#### QUOTED PASSAGE
━━━━━━━━━━━━━━━━━━━━

NEW YORK, Feb 20, 2026, 13:52 (EST) — Regular session
Oil eased off on Friday, though prices stayed close to the highs not seen in six months, with traders eyeing the ongoing U.S.-Iran standoff alongside a notably steep drop in U.S. crude inventories. Brent was down 19 cents at $71.47 a barrel, a 0.27% dip as of 12:36 p.m. ET. U.S. West Texas Intermediate (WTI) gave up 14 cents, or 0.21%, to trade at $66.29. Still, both contracts looked set to notch roughly 5.3% weekly gains, their first advance in three weeks, as Brent call options attracted fresh buying. “Caught in between” was how Phil Flynn at Price Futures Group put it—anticipation versus denial. Saxo Bank’s Ole Hansen described the mood as a “wait-and-see day,” after Iran’s foreign minister signaled a draft counterproposal could surface within days. (Reuters)
After Thursday’s surge, both contracts closed at six-month highs as traders put a geopolitical risk premium back in play. Trump ramped up pressure on Iran, warning it to strike a deal on its nuclear program within 10 days or face “bad things.” Iran, for its part, was preparing for a joint naval drill with Russia, according to the semi-official Fars news agency. The Strait of Hormuz stayed in the spotlight—roughly a fifth of global oil moves through there—while Saudi crude exports slipped to 6.988 million barrels per day, the lowest since September, JODI figures showed. “The market’s rallying on expectations that something’s going to happen,” said Andrew Lipow of Lipow Oil Associates. (Reuters)

━━━━━━━━━━━━━━━━━━━━

#### DATA ENTRIES
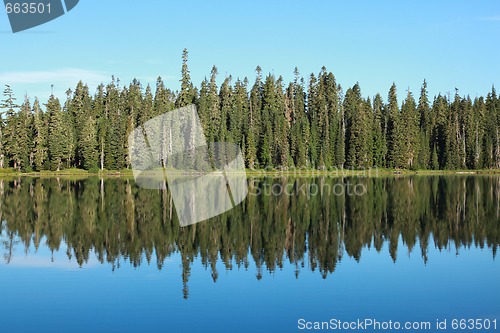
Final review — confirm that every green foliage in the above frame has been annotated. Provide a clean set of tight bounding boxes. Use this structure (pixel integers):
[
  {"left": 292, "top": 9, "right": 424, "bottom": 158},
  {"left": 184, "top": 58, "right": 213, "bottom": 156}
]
[{"left": 0, "top": 50, "right": 500, "bottom": 171}]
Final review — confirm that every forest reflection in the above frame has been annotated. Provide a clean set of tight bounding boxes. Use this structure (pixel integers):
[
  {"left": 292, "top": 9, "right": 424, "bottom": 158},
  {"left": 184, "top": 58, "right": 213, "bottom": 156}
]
[{"left": 0, "top": 175, "right": 500, "bottom": 298}]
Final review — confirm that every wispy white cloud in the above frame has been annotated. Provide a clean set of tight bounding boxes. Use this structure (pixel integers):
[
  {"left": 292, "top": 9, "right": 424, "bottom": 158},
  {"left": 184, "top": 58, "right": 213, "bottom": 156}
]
[
  {"left": 0, "top": 68, "right": 110, "bottom": 85},
  {"left": 478, "top": 15, "right": 500, "bottom": 22}
]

━━━━━━━━━━━━━━━━━━━━

#### INSTRUCTION
Resume the oil market report after its last sentence. The rows have no connection to the oil market report.

#### TASK ANSWER
U.S. commercial crude inventories slipped by 9.0 million barrels last week, landing at 419.8 million barrels, according to the Energy Information Administration. That puts stockpiles around 5% under the five-year average for this point in the year. Gasoline supplies lost 3.2 million barrels, distillates dropped another 4.6 million, and refineries operated at 91% of capacity. Over the last four weeks, total products supplied—a proxy for demand—came in at 21.2 million barrels per day, up 4.1% from a year ago.
The drawdown was enough to keep a bid under the market, as headlines carried most of the weight. In tense stretches, stock numbers can pack as much punch as geopolitics, shifting the urgency for buyers to secure barrels.
Call options allow buyers to purchase oil futures at a predetermined price, but they’re not required to follow through. A surge in call buying? That’s usually a sign traders are shelling out for insurance in case prices jump unexpectedly.
OPEC announced that eight major OPEC+ producers plan to hold off on scheduled output hikes in March, with a follow-up meeting set for March 1 to assess both compliance and where the market stands. The alliance noted that as much as 1.65 million barrels per day might come back online—partially or fully—if market dynamics allow. (OPEC)
The supply cushion tends to sap momentum from rallies once that initial fear subsides. Right now, near-term risk is calling the shots on pricing—not the longer-term balance picture.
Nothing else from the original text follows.